> _EXERCISE INSTRUCTIONS_: Please count the lines of the data below that contain the word "green" and reply with that number alone.

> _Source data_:
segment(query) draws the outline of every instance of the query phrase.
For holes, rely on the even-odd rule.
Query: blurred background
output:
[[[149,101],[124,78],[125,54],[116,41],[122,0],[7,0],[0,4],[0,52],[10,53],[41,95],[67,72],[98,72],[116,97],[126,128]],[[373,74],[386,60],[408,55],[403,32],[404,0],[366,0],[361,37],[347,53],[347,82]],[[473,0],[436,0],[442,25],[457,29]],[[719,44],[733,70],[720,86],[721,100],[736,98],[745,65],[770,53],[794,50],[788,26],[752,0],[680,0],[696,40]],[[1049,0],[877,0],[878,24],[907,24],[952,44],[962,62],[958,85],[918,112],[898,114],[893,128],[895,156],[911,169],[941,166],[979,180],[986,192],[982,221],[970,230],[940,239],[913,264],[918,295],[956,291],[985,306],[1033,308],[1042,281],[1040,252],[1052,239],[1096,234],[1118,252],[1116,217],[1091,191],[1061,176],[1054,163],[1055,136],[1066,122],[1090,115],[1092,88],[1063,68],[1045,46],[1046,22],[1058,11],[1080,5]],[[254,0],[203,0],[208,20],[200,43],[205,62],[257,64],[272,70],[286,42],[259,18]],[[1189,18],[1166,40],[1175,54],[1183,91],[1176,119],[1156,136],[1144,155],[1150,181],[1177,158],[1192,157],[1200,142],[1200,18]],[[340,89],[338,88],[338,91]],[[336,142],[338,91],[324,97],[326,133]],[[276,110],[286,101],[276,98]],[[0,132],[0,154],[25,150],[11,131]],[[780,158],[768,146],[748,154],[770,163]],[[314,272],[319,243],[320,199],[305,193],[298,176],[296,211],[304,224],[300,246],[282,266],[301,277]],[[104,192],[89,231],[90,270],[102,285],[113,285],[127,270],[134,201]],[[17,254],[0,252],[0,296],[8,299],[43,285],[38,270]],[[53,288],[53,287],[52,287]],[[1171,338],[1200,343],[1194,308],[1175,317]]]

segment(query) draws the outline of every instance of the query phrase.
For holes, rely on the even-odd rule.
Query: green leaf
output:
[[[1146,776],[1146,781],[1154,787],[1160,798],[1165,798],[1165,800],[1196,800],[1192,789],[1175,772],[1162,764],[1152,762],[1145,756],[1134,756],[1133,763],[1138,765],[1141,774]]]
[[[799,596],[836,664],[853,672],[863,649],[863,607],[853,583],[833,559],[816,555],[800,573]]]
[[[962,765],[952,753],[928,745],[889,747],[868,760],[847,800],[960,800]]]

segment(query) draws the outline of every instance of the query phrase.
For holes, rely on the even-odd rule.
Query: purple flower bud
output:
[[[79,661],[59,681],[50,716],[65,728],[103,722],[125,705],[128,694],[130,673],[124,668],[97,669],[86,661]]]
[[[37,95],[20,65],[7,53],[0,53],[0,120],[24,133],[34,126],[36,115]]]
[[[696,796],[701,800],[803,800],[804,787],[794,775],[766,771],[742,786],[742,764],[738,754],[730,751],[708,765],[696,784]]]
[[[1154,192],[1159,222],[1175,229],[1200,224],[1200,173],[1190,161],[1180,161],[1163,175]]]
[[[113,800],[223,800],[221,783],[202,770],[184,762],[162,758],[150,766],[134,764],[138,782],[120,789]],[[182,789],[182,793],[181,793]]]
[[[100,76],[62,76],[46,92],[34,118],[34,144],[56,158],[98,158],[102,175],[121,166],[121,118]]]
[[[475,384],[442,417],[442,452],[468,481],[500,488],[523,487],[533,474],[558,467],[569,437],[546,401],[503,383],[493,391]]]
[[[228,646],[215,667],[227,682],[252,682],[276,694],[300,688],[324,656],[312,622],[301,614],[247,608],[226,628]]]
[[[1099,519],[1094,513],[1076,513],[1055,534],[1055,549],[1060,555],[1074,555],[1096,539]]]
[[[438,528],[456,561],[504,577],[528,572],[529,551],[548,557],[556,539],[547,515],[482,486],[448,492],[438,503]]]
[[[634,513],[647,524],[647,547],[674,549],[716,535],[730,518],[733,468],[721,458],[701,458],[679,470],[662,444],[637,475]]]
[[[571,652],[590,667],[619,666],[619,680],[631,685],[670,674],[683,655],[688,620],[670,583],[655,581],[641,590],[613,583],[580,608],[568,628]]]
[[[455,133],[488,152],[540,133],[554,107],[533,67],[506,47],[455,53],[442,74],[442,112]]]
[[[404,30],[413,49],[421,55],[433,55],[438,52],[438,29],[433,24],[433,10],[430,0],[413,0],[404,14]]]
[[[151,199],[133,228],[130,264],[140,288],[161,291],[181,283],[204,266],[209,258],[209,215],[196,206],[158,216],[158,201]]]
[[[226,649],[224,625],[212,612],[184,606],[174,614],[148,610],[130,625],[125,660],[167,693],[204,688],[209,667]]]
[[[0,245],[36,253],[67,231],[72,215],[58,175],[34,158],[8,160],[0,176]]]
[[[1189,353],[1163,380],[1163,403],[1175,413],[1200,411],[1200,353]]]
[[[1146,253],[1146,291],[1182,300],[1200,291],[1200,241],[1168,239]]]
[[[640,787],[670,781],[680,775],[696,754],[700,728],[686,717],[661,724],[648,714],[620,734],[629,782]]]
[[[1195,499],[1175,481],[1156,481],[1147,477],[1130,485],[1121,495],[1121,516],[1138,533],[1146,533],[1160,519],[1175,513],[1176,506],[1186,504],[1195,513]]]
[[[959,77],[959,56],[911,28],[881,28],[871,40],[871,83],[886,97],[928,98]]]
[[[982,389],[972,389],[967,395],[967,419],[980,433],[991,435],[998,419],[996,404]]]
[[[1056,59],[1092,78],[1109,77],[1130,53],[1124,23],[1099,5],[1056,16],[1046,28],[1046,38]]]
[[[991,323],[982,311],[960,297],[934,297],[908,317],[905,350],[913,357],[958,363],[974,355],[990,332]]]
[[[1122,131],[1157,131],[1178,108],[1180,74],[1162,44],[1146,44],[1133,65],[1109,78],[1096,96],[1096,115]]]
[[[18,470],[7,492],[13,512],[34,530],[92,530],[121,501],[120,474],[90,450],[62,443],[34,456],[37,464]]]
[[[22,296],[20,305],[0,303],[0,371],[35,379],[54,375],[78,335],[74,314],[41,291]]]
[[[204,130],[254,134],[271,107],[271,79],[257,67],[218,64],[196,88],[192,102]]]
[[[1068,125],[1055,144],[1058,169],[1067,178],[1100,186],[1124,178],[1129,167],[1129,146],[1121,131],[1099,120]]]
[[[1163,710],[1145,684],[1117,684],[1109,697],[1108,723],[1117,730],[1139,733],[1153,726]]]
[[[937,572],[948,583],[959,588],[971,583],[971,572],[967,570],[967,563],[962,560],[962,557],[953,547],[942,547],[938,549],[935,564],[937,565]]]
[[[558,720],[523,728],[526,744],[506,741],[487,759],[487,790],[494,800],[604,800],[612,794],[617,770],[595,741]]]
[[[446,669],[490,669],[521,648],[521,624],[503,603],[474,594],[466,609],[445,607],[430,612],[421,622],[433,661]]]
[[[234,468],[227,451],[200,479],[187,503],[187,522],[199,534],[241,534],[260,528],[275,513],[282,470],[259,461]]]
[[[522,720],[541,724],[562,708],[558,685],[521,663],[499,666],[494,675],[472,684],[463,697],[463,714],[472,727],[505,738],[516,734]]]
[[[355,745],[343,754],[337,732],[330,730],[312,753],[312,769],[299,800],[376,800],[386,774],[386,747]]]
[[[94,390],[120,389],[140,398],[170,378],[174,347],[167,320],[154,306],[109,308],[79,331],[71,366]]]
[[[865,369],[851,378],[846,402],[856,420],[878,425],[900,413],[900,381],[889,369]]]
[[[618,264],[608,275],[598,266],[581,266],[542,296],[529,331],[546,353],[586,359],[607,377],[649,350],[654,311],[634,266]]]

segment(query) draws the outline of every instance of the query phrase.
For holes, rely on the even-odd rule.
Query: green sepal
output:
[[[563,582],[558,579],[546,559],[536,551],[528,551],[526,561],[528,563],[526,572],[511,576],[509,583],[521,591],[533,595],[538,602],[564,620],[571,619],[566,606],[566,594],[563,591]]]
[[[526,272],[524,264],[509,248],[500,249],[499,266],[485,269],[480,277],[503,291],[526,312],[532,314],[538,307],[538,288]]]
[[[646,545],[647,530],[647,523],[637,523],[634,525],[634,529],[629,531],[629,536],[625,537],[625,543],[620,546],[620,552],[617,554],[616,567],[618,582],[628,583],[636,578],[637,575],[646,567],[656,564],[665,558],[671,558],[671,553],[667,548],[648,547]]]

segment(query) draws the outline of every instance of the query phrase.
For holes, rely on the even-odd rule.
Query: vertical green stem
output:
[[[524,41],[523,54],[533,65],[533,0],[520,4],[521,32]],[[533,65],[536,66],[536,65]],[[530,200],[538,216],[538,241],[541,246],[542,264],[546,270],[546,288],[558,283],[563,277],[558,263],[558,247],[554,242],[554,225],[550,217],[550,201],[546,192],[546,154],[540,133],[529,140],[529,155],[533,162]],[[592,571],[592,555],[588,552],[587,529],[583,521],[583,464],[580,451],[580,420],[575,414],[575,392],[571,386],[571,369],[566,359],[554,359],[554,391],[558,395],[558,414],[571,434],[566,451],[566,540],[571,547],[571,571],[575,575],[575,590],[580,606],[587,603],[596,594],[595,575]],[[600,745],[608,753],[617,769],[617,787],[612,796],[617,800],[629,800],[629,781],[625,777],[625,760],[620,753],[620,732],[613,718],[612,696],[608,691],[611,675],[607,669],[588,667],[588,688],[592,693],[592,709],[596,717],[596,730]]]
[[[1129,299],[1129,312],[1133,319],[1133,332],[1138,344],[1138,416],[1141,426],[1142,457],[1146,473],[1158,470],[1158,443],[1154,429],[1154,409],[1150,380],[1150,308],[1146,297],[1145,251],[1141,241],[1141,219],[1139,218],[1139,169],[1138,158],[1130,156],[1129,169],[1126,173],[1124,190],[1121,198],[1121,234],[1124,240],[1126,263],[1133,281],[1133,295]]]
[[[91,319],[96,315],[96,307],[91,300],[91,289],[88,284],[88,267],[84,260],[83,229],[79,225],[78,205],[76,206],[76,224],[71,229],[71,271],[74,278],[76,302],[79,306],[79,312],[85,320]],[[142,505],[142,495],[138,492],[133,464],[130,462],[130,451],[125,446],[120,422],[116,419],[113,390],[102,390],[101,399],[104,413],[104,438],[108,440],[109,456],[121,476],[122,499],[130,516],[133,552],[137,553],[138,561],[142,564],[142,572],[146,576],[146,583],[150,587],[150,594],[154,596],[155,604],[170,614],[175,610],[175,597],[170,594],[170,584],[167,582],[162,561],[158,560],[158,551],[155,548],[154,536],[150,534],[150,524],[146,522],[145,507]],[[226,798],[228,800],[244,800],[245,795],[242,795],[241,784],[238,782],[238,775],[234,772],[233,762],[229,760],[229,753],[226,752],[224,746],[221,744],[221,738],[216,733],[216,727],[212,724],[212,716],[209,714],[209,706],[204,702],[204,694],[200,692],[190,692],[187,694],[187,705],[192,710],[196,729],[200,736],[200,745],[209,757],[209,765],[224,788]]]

> _WRITTEN RESPONSE_: 3